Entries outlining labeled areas
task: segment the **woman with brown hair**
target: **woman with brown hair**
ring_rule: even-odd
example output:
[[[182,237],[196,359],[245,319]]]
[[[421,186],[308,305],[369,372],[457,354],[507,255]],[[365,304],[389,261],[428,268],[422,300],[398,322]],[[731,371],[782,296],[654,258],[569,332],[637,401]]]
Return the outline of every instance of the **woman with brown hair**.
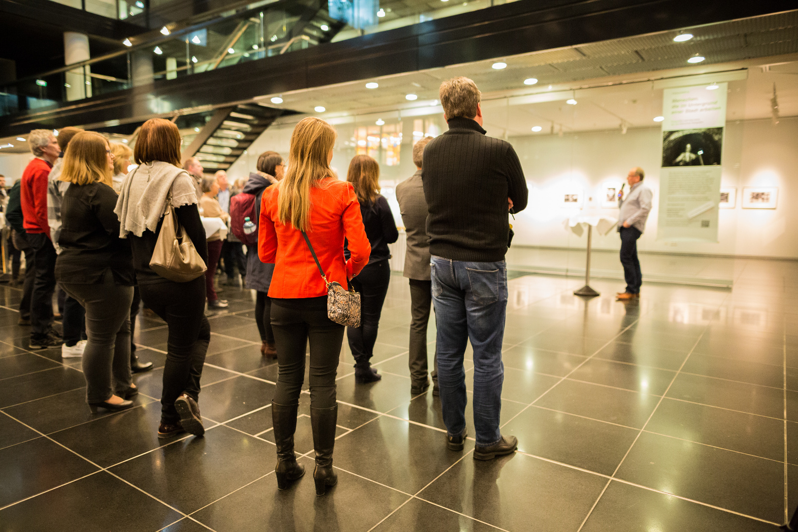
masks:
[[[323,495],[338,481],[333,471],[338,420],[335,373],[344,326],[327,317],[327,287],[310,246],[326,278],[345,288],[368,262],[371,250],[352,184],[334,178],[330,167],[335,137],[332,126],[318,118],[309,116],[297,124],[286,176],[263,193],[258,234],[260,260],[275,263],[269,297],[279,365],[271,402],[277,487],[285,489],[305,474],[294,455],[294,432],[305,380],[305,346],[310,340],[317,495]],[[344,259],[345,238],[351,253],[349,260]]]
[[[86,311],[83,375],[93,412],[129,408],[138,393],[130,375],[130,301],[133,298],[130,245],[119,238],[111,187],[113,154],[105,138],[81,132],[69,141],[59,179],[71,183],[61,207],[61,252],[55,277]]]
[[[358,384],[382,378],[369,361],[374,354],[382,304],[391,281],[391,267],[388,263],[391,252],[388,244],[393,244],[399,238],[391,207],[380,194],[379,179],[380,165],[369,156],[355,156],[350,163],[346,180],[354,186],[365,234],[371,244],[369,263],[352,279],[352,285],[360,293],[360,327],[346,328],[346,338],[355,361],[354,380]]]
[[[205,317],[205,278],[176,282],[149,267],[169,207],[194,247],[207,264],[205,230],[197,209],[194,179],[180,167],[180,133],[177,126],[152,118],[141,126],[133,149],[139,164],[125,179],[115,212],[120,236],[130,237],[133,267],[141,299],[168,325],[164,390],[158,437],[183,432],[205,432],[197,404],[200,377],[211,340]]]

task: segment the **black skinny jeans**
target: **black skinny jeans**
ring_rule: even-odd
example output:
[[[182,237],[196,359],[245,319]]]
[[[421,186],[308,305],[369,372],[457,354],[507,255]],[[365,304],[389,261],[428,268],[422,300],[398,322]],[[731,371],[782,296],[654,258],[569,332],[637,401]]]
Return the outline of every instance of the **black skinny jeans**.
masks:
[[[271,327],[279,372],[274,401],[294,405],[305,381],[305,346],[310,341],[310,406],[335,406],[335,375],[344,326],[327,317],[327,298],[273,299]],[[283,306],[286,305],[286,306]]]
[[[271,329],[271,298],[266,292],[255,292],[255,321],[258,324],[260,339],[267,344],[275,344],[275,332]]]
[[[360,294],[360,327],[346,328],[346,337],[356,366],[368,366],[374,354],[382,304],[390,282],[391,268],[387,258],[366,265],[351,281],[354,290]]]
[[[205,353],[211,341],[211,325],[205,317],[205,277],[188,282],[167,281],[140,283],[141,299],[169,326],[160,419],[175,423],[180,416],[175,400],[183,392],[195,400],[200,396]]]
...
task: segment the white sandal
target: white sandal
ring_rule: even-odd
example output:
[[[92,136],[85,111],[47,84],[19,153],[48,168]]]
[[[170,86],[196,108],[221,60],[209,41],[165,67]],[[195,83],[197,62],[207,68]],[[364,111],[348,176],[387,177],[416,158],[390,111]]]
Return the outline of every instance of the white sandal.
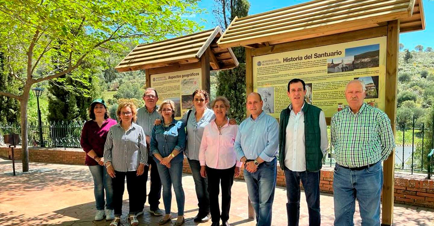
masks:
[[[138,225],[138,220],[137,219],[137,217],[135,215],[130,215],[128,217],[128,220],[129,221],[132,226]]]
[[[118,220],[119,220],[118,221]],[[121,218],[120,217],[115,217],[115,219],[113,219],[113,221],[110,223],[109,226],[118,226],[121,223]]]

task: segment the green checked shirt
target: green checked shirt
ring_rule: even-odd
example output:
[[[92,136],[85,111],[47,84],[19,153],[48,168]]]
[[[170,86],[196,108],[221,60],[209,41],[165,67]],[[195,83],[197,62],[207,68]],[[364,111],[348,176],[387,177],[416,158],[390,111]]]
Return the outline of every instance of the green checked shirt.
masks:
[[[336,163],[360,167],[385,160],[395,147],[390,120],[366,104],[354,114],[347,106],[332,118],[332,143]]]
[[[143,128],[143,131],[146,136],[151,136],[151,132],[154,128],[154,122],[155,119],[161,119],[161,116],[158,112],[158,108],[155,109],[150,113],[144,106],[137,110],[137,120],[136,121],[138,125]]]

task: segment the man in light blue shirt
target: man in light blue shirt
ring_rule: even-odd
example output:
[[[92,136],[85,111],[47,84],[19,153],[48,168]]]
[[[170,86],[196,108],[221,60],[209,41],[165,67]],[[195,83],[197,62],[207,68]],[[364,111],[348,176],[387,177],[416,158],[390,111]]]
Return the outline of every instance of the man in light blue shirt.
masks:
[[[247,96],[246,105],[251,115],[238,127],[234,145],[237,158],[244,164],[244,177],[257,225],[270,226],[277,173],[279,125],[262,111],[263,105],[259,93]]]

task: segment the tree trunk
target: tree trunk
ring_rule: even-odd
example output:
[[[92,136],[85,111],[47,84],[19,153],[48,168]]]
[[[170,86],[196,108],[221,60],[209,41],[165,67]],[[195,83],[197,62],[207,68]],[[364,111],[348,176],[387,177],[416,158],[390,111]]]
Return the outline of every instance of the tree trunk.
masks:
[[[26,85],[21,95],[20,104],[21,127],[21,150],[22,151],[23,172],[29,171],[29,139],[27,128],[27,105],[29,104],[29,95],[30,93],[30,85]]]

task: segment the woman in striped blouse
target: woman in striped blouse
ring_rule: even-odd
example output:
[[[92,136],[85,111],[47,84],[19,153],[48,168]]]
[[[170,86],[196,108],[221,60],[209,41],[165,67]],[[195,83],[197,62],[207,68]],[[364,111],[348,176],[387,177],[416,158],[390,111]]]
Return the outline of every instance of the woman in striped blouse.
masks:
---
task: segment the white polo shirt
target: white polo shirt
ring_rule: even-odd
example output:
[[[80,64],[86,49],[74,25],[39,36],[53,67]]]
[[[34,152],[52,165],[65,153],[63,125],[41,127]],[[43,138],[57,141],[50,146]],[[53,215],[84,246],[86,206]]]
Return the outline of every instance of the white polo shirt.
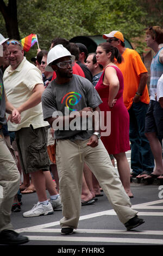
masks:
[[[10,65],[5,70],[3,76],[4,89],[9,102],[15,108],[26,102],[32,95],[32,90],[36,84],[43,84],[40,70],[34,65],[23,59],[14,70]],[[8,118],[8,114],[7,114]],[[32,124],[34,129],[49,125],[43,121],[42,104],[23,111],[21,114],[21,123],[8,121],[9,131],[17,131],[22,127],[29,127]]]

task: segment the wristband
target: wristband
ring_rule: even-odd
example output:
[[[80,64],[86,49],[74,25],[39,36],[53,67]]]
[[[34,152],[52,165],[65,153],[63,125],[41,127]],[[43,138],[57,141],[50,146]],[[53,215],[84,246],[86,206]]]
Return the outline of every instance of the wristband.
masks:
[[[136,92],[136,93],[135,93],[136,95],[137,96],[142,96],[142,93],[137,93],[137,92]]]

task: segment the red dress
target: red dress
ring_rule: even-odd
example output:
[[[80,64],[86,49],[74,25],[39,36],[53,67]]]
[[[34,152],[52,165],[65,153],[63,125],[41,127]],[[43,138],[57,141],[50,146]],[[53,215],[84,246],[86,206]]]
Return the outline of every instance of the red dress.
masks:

## What is being asked:
Report how many lines in the entries above contain the word "outline". Give only the number.

## Written response:
10